Task objective: Repeat the data starting at the line that contains "Get asphalt track" and ending at the end of the data, swapping in "tire" for each "tyre" and leaving everything else unchanged. Leave the pictures out of your answer.

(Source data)
================================

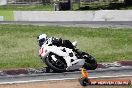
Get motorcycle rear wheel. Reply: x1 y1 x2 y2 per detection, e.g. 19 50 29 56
82 52 98 70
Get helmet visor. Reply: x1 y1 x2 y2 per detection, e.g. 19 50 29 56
39 38 46 47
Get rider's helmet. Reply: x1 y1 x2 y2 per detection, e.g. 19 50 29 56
37 34 48 47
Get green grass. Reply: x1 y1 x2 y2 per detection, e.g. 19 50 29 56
0 10 14 21
0 25 132 69
0 5 54 11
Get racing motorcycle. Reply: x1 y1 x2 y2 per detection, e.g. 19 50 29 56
39 39 97 72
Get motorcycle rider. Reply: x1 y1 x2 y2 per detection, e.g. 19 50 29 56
37 34 76 51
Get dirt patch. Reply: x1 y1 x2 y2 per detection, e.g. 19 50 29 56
0 77 132 88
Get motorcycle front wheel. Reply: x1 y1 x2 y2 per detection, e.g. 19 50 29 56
45 53 67 72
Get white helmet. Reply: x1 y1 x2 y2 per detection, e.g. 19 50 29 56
37 34 48 47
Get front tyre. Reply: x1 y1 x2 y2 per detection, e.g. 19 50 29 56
45 53 67 72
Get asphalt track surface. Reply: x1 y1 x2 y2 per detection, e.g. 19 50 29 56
0 66 132 84
0 21 132 84
0 21 132 28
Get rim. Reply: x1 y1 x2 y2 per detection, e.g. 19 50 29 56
49 55 66 69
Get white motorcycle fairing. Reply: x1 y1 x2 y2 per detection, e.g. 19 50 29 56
39 44 85 70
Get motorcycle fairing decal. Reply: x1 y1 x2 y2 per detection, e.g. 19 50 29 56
39 48 44 58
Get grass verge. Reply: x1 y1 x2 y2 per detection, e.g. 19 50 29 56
0 10 14 21
0 25 132 69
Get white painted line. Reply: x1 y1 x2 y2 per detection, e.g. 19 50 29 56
0 75 132 84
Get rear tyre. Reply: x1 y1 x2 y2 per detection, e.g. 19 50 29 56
82 52 98 70
45 53 67 72
79 78 91 86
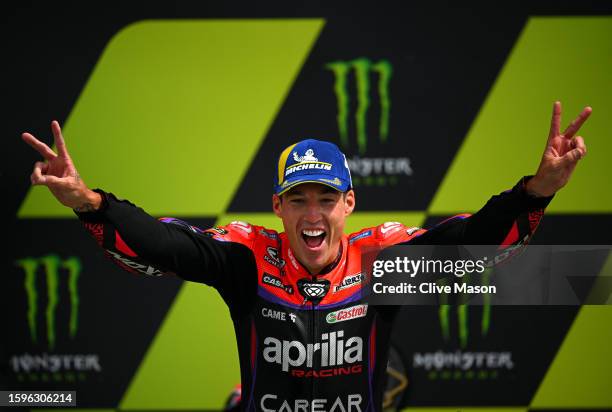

================================

Result for this exercise:
Get asphalt track surface. Reply: x1 y1 x2 y2 per detection, e.g. 19 50 29 56
0 66 132 84
0 21 132 84
0 21 132 28
Get rim. Reply: x1 y1 x2 y2 per detection, e.g. 19 50 29 56
49 55 66 69
Get white motorcycle fairing. Reply: x1 y1 x2 y2 per detection, e.g. 19 50 29 56
39 44 85 70
Get motorcycle fairing decal. Reply: x1 y1 x2 y2 per detection, e.g. 19 50 29 56
39 48 44 58
Get grass verge. Reply: x1 y1 x2 y2 per detection, e.g. 19 50 29 56
0 10 14 21
0 25 132 69
Get white painted line. Reply: x1 y1 x2 y2 per detection, e.g. 19 50 29 56
0 75 132 84
Get rear tire. Reply: x1 y1 x2 y2 per detection, e.g. 19 50 29 56
82 52 98 70
45 53 67 72
79 78 91 86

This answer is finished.